→ Work required
The data follows. Retype every entry exactly.

→ Supplied records
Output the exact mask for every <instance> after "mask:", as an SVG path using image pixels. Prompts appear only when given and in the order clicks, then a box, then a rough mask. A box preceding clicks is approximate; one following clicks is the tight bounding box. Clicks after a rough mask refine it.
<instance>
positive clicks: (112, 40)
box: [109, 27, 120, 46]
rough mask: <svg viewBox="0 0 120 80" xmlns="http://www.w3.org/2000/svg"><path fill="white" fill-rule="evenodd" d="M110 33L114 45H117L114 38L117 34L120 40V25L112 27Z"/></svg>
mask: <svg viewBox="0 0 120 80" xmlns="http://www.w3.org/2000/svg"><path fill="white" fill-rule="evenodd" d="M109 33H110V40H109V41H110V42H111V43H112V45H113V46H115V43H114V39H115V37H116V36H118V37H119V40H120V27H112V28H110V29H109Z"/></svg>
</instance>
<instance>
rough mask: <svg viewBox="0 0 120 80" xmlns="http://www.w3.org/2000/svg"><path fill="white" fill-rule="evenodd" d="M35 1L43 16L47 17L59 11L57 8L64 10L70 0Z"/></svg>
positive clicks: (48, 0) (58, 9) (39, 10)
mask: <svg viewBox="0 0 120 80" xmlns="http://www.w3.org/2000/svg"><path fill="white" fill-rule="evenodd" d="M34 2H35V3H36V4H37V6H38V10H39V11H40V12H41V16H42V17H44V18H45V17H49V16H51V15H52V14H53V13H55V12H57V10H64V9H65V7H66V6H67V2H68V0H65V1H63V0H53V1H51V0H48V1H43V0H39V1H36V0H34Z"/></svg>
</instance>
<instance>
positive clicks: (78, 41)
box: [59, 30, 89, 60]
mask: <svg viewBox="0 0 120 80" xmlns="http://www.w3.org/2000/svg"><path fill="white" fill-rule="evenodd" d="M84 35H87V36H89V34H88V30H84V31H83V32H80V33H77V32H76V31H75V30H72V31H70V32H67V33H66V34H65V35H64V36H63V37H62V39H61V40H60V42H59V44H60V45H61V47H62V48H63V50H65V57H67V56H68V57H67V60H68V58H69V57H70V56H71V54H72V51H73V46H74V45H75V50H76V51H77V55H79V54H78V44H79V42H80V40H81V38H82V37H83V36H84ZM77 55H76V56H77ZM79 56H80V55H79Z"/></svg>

→ Solution to this exercise
Output the exact mask for every <instance> after "mask:", as an SVG path using image pixels. Prompts appear only when given and in the order clicks, then a box, then a rough mask. A box preceding clicks is approximate; one following clicks is the tight bounding box. Clicks after a rough mask refine it.
<instance>
positive clicks: (112, 40)
box: [109, 27, 120, 46]
rough mask: <svg viewBox="0 0 120 80" xmlns="http://www.w3.org/2000/svg"><path fill="white" fill-rule="evenodd" d="M110 33L114 45H117L114 38L117 34L120 40V25L112 27Z"/></svg>
mask: <svg viewBox="0 0 120 80" xmlns="http://www.w3.org/2000/svg"><path fill="white" fill-rule="evenodd" d="M109 33H110V40H109V41H110V42H111V43H112V45H113V46H115V43H114V39H115V37H116V36H118V37H119V40H120V27H112V28H110V29H109Z"/></svg>
</instance>
<instance>
rough mask: <svg viewBox="0 0 120 80" xmlns="http://www.w3.org/2000/svg"><path fill="white" fill-rule="evenodd" d="M35 1L43 16L47 17L59 11L57 8L64 10L70 0Z"/></svg>
positive clicks: (48, 0) (58, 9) (39, 10)
mask: <svg viewBox="0 0 120 80" xmlns="http://www.w3.org/2000/svg"><path fill="white" fill-rule="evenodd" d="M34 2H35V3H36V4H37V6H38V10H39V11H40V12H41V16H42V17H44V18H45V17H49V16H51V15H52V14H53V13H55V12H57V10H64V9H65V7H66V6H67V2H68V0H65V1H63V0H53V1H51V0H48V1H43V0H39V1H36V0H34Z"/></svg>
</instance>
<instance>
positive clicks: (78, 41)
box: [59, 30, 89, 60]
mask: <svg viewBox="0 0 120 80" xmlns="http://www.w3.org/2000/svg"><path fill="white" fill-rule="evenodd" d="M84 35H87V36H89V34H88V30H84V31H83V32H80V33H77V32H76V31H75V30H72V31H70V32H67V33H66V34H65V35H64V36H63V37H62V39H61V40H60V42H59V44H60V45H61V47H62V48H63V50H65V57H67V56H68V57H67V60H68V58H69V57H70V56H71V54H72V51H73V46H74V45H75V50H76V51H77V55H79V54H78V44H79V42H80V40H81V38H82V37H83V36H84ZM77 55H76V56H77ZM79 56H80V55H79Z"/></svg>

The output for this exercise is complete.